* Excerpted text

In simpler words- Science is incapable of explaining everything.
In other words, God is andother name for evolution
Only those who engage in Scientism attempt to use science to explain everything.
Yet another godless god and just as satisfying to the soul. The secularists will keep trying with new visions of the natural world that we should stand in awe of and yield to as ‘sacred’. Humbug.
Science requires proof, this stuff requires belief.
What tremendous faith!
“In other words, God is andother name for evolution” ~ Soliton
Not quite.
Excerpt:
“..I do have an idea for their [the IDM] research program. Show how the evolutionary process is not random, not how it cannot happen. We can give them help here. This could be like the ‘95 Behe/Miller debate in reverse where Behe showed that Miller’s textbook claimed purposeless evolution and Miller knowing that evolution is not random in the popular sense fixed the error. It came back to bite him in the Dover trial where the old version was being used and Miller pointed to the new version. If the heart of the problem ID has is a random, purposeless, evolution, then we are here to help show how current, mainstream, evolutionary theory shows otherwise. It would require them to risk getting “expelled” by their YEC allies, though. ~ Rich Blinne - 04/24/2008 http://www.calvin.edu/archive/asa/200804/0583.html
More “verrrry” interesting conversation may be found here: http://www.calvin.edu/archive/asa/200804/
bttt
I was just pointing out that that is what the author implies in the bolded statement.
airplane Sheesh
Not so. He doesn't believe it is possible to offer positive evidence for ID.
You didn't read the link to the thread (or to the other conversations).
You reeeeally might want to. :)
Probably not. This seems to be neither.
Probably not. This seems to be neither.
It has nothing to do with the level of advancement in science. Science is the study of the matter and energy. It simply isn't the realm in which certain questions can be answered.
Well, it has been said more than once that evolution is a religion. ;)

* Extracted material
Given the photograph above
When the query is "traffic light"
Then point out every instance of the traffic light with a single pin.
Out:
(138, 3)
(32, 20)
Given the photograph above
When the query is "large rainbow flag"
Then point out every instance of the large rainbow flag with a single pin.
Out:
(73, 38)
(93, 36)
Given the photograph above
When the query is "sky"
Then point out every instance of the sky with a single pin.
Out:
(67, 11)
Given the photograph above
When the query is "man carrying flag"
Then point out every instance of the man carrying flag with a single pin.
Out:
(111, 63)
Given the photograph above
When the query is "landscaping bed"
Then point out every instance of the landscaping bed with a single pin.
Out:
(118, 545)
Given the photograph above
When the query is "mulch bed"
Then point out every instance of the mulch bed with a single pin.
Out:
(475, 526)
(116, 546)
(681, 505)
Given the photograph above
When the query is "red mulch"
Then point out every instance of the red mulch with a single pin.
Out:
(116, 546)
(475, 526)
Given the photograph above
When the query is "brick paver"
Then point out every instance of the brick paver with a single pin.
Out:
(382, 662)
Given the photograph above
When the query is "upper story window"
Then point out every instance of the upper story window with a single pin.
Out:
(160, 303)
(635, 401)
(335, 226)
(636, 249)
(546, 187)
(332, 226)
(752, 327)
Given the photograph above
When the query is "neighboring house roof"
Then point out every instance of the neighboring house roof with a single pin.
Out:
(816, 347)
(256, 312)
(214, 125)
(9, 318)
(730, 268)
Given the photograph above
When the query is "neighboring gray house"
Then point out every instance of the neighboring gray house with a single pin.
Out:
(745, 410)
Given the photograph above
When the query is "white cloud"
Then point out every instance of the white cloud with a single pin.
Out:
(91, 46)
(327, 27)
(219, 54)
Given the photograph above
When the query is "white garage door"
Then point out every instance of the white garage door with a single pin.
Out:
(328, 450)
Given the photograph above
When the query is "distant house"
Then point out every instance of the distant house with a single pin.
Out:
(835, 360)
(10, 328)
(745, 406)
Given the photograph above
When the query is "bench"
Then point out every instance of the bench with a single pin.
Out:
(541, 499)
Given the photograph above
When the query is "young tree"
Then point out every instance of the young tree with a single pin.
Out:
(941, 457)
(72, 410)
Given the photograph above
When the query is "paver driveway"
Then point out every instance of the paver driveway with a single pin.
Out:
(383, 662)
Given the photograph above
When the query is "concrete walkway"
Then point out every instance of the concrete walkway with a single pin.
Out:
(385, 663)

* Task A
In the forum discussion, what is science said to be the study of?
* Task B
Copy out the part of the forum discussion between "airplane Sheesh" and "a religion. ;)", inclusive, word for word.

* Your response A
Matter and energy.

* Your response B
airplane Sheesh
Not so. He doesn't believe it is possible to offer positive evidence for ID.
You didn't read the link to the thread (or to the other conversations).
You reeeeally might want to. :)
Probably not. This seems to be neither.
Probably not. This seems to be neither.
It has nothing to do with the level of advancement in science. Science is the study of the matter and energy. It simply isn't the realm in which certain questions can be answered.
Well, it has been said more than once that evolution is a religion. ;)